## Dataset records

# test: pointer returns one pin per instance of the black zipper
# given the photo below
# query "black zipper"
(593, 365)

...

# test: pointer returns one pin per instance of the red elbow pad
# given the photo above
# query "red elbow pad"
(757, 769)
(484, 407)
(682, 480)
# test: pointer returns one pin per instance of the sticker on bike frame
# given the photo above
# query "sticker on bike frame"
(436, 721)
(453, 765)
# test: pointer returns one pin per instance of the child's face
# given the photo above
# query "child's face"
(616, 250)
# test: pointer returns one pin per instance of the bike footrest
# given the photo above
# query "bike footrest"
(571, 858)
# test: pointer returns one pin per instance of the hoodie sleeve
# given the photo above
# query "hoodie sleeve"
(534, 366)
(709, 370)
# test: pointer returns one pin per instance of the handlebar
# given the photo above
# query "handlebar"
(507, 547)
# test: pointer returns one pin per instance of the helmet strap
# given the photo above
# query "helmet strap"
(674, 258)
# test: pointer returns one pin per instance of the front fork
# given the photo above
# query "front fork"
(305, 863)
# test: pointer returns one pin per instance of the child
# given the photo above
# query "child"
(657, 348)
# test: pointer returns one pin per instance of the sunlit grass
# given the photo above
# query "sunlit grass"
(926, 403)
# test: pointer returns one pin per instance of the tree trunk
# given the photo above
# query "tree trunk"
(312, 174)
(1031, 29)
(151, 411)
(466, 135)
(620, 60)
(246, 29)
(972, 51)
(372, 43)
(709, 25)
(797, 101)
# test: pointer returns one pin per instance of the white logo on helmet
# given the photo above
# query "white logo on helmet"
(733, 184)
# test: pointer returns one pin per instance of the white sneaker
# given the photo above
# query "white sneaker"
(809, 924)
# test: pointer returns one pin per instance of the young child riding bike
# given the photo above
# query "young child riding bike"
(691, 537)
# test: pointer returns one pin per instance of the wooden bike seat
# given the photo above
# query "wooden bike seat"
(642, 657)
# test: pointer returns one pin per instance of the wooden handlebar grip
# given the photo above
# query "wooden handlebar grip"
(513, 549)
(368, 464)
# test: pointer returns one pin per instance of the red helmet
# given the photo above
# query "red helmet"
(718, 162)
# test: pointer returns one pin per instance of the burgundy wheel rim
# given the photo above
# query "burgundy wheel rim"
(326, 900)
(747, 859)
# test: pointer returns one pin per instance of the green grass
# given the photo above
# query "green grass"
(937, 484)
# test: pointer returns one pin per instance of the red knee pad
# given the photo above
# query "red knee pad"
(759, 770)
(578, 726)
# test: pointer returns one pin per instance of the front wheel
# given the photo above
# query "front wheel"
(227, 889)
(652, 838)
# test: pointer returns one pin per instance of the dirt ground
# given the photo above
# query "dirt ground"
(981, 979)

## Your objective
Count the lines in the material above that contain the string "knee". Case counts. Give only the number.

## Solution to the problem
2